SOURCE TEXT:
The Back to the Future movies were great fun when they came out—and they might just warrant a rewatch, especially since we are now “living in the future.”

That’s heavy.

If you enjoyed the Back to the Future movies, which was your favorite?

Attitudes

Banishing the B Word

October 19, 2015


Would you describe yourself as busy? Most of us do—and most of us are. Most of us have considerably more to do than we have time for, at work, at home, and even in our leisure hours. That’s the way our culture has been set up, and it’s become a common way for us to think about ourselves. And even though we sometimes complain about being too busy, secretly we’re often just a little proud of how in demand we are. Busyness is often something we’ve chosen.

Why do we like being busy? Busy feels important. Being busy excuses us from things outside our comfort zones, or things we don’t want to do (“Oh, I’m so busy, I just don’t have time for…”). Busy keeps us from thinking too deeply about our lives and whether or not we’re happy.

PROVIDED RECORDS:

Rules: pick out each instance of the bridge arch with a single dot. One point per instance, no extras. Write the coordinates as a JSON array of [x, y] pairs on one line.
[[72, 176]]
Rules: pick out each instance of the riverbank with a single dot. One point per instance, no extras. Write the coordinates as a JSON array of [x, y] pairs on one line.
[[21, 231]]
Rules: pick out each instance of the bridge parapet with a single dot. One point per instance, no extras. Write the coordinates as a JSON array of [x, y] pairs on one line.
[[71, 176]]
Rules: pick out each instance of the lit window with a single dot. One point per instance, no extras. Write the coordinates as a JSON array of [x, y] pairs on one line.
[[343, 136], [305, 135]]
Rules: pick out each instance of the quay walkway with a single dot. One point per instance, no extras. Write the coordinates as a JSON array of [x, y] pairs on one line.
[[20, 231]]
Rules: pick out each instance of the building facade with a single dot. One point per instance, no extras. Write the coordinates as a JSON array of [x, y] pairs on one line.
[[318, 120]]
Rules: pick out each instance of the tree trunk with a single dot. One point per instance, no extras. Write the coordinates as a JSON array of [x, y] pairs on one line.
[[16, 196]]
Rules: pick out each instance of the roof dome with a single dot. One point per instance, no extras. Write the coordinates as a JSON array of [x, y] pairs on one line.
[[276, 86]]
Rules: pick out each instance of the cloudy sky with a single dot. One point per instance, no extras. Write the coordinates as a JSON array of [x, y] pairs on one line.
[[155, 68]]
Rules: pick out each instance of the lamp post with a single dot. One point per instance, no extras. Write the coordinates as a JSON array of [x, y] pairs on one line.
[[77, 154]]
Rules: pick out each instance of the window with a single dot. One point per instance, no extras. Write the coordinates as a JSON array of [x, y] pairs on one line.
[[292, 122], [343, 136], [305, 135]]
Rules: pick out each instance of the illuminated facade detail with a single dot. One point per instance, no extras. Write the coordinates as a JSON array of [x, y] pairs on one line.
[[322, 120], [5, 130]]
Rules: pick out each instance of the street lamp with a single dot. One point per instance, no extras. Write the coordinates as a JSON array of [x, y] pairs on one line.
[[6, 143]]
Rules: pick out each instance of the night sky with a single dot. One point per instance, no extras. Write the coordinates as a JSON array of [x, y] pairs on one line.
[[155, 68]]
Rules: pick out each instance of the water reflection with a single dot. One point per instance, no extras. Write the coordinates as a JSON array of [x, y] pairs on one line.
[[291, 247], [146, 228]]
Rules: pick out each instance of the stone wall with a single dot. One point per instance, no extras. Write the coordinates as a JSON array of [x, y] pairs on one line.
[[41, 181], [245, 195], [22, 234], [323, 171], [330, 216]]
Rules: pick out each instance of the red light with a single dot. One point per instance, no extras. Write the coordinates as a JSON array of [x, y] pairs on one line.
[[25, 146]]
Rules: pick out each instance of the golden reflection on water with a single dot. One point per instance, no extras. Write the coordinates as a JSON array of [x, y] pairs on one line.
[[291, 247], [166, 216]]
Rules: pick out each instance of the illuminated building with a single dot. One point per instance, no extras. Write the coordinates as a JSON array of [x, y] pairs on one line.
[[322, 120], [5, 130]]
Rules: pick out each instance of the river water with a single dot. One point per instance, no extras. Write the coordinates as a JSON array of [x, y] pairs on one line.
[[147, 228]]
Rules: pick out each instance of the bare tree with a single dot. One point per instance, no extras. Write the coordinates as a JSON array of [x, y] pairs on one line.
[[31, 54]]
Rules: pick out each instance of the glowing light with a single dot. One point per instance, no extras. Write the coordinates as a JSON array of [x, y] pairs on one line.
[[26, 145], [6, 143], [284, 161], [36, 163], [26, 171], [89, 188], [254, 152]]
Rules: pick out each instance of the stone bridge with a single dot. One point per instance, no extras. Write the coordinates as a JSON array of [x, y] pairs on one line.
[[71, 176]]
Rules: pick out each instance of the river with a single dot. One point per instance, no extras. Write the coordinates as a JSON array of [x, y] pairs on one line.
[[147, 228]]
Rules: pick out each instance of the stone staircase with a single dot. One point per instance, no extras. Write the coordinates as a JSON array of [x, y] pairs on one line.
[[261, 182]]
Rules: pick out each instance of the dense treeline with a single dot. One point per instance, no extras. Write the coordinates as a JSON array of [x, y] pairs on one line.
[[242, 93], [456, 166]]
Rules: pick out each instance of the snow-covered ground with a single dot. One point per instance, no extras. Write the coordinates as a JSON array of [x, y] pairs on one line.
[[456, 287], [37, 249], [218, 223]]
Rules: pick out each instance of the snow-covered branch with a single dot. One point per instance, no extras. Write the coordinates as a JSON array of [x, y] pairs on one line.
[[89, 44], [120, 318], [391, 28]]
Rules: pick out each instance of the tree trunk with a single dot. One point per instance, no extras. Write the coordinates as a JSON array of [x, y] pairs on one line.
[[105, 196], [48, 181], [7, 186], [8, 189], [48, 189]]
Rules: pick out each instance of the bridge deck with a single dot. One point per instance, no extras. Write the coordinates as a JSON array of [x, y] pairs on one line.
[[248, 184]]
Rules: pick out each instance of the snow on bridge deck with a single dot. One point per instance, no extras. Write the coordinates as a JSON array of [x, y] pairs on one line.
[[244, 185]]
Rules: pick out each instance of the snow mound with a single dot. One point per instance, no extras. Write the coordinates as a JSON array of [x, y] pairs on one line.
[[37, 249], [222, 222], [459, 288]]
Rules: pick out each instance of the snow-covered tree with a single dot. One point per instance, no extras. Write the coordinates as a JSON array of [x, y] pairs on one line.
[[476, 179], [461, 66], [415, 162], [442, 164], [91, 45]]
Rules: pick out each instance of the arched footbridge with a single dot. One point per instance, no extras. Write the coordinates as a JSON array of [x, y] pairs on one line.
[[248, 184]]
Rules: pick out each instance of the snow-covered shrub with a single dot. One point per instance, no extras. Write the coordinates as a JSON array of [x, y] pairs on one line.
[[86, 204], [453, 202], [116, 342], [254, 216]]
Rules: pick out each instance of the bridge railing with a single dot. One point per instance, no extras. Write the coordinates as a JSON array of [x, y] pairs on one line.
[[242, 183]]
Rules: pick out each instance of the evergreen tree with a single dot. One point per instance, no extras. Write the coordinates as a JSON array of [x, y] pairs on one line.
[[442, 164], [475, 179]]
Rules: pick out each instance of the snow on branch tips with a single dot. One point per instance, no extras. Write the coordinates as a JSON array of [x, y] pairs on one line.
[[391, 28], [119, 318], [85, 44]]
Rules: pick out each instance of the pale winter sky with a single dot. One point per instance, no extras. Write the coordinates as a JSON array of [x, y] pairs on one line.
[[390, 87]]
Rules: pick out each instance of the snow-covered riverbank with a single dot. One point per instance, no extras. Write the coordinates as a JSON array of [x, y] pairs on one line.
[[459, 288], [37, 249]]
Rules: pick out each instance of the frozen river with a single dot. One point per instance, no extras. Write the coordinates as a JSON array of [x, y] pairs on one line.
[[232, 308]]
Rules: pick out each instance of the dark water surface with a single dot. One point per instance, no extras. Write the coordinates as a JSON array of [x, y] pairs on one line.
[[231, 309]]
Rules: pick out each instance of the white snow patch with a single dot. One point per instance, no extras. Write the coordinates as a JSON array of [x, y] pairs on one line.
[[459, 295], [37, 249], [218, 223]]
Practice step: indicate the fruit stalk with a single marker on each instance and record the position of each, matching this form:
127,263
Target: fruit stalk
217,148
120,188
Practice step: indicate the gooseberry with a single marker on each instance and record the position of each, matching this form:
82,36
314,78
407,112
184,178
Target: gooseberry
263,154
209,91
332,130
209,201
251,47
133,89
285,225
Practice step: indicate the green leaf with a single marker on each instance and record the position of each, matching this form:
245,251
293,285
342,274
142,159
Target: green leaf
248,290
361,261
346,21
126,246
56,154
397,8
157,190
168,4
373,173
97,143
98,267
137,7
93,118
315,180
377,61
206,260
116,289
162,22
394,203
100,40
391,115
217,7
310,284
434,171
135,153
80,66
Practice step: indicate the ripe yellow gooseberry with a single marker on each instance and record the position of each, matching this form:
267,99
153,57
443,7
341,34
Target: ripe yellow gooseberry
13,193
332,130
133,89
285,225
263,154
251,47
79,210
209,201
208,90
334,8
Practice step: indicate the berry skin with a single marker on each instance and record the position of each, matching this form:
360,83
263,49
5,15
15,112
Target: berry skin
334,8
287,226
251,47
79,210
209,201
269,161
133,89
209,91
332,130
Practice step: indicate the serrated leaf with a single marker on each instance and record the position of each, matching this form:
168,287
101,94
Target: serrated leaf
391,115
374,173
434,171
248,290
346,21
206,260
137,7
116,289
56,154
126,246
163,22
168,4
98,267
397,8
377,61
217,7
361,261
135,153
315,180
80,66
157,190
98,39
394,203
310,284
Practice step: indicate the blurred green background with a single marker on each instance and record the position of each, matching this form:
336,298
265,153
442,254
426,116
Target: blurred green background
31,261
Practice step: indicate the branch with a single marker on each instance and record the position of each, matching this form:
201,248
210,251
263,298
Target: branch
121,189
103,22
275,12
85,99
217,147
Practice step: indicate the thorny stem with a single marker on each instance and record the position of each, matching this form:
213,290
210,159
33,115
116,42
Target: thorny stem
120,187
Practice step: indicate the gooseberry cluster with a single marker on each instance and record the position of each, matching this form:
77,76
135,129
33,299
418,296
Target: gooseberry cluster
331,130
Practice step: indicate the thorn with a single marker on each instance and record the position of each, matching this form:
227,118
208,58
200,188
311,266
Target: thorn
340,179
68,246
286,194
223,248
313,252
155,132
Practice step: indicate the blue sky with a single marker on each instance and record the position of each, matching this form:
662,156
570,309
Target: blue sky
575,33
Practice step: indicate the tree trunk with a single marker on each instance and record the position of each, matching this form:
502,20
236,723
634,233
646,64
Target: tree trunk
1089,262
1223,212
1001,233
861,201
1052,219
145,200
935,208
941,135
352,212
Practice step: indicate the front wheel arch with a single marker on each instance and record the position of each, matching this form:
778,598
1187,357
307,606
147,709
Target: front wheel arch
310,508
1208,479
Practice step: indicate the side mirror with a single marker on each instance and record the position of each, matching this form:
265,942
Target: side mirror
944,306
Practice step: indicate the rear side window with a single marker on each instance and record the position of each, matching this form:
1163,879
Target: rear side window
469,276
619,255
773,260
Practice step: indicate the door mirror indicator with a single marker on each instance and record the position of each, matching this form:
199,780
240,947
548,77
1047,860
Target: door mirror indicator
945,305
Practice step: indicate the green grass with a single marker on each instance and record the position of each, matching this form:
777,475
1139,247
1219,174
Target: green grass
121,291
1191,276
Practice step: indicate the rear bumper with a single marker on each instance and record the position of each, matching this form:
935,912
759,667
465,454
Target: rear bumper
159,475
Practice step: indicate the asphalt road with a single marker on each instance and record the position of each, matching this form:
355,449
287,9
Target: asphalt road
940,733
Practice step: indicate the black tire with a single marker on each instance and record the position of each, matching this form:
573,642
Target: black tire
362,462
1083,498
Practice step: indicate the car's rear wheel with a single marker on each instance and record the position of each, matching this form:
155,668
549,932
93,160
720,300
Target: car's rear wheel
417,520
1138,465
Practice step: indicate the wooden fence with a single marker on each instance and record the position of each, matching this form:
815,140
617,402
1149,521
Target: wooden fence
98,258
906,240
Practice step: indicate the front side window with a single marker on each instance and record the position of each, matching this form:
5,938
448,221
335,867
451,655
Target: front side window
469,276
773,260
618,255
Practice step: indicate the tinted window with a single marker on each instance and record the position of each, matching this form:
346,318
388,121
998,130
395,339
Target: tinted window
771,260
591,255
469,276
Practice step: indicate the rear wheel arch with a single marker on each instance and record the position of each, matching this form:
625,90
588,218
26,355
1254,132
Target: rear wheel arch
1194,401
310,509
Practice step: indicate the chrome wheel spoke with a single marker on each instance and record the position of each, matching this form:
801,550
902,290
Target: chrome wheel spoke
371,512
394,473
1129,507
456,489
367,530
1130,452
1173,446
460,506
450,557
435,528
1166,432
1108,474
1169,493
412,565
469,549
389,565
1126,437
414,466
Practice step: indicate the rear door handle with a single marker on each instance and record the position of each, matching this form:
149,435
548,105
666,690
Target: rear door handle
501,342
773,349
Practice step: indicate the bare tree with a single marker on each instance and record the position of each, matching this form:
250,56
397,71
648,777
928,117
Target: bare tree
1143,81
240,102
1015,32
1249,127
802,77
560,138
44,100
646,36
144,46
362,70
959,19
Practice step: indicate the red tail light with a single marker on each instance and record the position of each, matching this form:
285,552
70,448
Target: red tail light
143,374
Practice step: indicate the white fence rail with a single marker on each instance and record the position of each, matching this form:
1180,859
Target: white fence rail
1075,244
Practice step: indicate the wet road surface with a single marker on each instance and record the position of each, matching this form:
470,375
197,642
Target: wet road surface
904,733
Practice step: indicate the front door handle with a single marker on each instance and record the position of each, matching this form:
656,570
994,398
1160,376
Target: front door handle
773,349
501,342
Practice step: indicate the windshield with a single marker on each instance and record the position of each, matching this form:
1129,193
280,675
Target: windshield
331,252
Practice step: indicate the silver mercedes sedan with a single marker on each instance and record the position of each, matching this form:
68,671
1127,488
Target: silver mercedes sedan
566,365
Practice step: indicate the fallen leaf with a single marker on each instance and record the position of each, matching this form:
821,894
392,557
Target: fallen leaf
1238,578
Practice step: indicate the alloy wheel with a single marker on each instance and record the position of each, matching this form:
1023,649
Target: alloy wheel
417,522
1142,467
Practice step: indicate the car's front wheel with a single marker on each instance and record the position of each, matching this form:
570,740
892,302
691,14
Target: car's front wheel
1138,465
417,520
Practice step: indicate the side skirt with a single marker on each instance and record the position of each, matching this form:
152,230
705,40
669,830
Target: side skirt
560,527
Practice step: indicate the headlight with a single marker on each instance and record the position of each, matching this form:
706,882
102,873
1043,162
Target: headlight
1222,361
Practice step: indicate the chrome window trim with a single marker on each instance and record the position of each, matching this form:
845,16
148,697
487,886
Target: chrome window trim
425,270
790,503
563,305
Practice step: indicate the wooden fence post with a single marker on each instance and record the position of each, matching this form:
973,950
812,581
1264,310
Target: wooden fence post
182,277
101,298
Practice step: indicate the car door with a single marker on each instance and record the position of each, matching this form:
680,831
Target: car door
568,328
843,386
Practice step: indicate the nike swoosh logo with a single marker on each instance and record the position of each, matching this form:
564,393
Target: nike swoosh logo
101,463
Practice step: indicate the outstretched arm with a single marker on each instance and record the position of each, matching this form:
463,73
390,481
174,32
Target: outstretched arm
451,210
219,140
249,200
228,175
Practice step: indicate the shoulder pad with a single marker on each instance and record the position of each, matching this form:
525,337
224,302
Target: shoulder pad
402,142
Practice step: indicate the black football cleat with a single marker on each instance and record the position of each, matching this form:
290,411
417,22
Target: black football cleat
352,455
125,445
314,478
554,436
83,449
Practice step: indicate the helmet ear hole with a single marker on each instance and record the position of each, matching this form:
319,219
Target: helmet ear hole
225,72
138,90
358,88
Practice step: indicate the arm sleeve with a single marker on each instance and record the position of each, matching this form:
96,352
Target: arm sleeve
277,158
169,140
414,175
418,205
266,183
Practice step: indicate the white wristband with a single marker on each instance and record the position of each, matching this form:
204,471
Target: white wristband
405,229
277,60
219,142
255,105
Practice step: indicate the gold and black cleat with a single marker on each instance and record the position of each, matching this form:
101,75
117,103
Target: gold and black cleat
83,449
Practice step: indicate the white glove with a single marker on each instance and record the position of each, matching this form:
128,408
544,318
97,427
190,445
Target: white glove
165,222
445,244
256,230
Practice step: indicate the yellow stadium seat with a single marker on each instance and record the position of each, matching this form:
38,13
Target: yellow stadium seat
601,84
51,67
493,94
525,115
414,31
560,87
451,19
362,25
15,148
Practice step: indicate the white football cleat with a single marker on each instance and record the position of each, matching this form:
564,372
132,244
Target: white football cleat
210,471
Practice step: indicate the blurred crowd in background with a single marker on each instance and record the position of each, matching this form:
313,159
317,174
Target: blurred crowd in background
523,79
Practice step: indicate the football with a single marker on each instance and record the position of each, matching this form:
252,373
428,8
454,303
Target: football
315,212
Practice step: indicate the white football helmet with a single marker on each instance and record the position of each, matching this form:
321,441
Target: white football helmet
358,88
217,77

YOUR TASK:
From the source text above, repeat word for word the portion starting at "The Back to the Future movies were" and ending at "was your favorite?".

EXERCISE ANSWER:
The Back to the Future movies were great fun when they came out—and they might just warrant a rewatch, especially since we are now “living in the future.”

That’s heavy.

If you enjoyed the Back to the Future movies, which was your favorite?